#### [Extracted data]
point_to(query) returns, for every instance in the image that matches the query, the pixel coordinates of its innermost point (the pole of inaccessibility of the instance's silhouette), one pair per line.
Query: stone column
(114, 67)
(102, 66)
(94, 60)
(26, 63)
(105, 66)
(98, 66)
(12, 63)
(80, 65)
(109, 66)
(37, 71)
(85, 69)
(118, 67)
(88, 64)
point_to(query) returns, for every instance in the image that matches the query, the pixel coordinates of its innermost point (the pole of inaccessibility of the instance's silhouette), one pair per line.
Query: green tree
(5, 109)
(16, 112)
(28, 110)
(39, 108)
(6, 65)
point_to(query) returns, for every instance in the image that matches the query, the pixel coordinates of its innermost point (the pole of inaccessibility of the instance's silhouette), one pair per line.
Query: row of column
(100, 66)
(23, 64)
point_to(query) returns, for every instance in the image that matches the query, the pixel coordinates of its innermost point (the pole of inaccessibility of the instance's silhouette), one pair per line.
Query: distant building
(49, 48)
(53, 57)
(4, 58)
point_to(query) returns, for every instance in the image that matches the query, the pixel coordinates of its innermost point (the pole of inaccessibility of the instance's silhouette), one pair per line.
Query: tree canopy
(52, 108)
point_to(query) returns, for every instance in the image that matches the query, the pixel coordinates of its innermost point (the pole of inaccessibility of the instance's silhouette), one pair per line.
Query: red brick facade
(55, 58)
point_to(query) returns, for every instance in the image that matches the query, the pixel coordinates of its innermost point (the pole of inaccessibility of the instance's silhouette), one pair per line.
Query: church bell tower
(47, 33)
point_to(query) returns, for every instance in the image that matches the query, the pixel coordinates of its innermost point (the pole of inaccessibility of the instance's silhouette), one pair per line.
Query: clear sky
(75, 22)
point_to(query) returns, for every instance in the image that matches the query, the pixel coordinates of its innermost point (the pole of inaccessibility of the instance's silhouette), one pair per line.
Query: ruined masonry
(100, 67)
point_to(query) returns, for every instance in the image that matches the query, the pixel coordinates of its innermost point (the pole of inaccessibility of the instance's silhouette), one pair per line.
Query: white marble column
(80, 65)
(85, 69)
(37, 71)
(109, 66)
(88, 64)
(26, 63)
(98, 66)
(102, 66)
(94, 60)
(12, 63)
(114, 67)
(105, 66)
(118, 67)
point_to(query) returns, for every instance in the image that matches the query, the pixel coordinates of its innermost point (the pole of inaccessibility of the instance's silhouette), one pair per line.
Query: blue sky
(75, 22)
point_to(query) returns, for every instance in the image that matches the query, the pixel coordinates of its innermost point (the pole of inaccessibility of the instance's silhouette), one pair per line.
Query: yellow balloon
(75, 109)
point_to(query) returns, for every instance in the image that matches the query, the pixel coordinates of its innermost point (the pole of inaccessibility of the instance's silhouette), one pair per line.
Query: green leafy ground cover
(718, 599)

#### [Task brief]
Copy all the records above exactly, missing none.

#### [Task result]
point_to(query) returns, for every instance in the image that matches the query, the pixel coordinates of its innermost point (the pole of inaccessibility of the instance's silhouette), one pair per line.
Query: stone column
(114, 67)
(102, 66)
(94, 60)
(26, 63)
(105, 66)
(98, 66)
(12, 63)
(80, 65)
(109, 66)
(37, 71)
(85, 69)
(118, 67)
(88, 64)
point_to(query) returns, for every instance in the image that matches the query, the pixel coordinates of its innermost point (the pole of inaccessibility of the instance's silhouette), one pair per line.
Query: green tree
(5, 109)
(16, 112)
(28, 110)
(39, 108)
(6, 65)
point_to(query) returns, for every instance in the image that matches the query, the pixel coordinates of its innermost point (the pole of inaccessibility of the instance's silhouette), one pair per line.
Query: row of column
(100, 66)
(23, 64)
point_to(query) returns, for every instance in the image that matches the query, the pixel coordinates of its innermost point (the pole of inaccessibility of the instance's silhouette), one pair per line.
Query: distant building
(49, 48)
(53, 57)
(4, 58)
point_to(query) returns, for every instance in the image that matches the query, the pixel coordinates of its innermost point (the pole of inaccessibility of the instance's silhouette), one pair per line.
Query: tree canopy
(52, 108)
point_to(query) returns, for every instance in the image that matches the query, the pixel coordinates of its innermost point (the pole of inaccessibility of the instance's silhouette), one pair per line.
Query: red brick facade
(55, 58)
point_to(query) returns, for every instance in the image that matches the query, the pixel coordinates of its innermost point (the pole of inaccessibility of the instance's silhouette), one pair per line.
Query: church bell tower
(47, 33)
point_to(query) returns, for every instance in the image that matches the query, the pixel coordinates of its innermost point (the pole of inaccessibility of the instance's silhouette), one pair per line.
Query: clear sky
(75, 22)
point_to(query) returns, for every instance in the image that matches the query, the pixel coordinates of its innermost point (the pole of inaccessibility of the instance's silhouette), one pair per line.
Query: ruined masonry
(100, 67)
point_to(query) returns, for every instance in the image that matches the query, the pixel coordinates of its innermost point (the pole of inaccessibility of the instance's silhouette), one pair per line.
Query: white marble column
(80, 65)
(85, 69)
(37, 71)
(109, 66)
(88, 64)
(26, 63)
(98, 66)
(102, 66)
(94, 60)
(12, 63)
(114, 67)
(105, 66)
(118, 67)
point_to(query) returns, for every instance in the image that matches the query, the pixel coordinates of its innermost point (the pole of inaccessibility of the instance's silhouette), one pair per line.
Query: blue sky
(75, 22)
point_to(query) returns, for every instance in the image that matches the query, the pixel coordinates of its innermost point (the pole of inaccessibility of the instance's silhouette), one pair per line.
Query: yellow balloon
(75, 109)
point_to(query) returns, for every instance in the image that matches the query, the pixel coordinates of its innermost point (the pole of inaccessibility of the instance's silhouette), one pair per line.
Query: green leafy ground cover
(718, 599)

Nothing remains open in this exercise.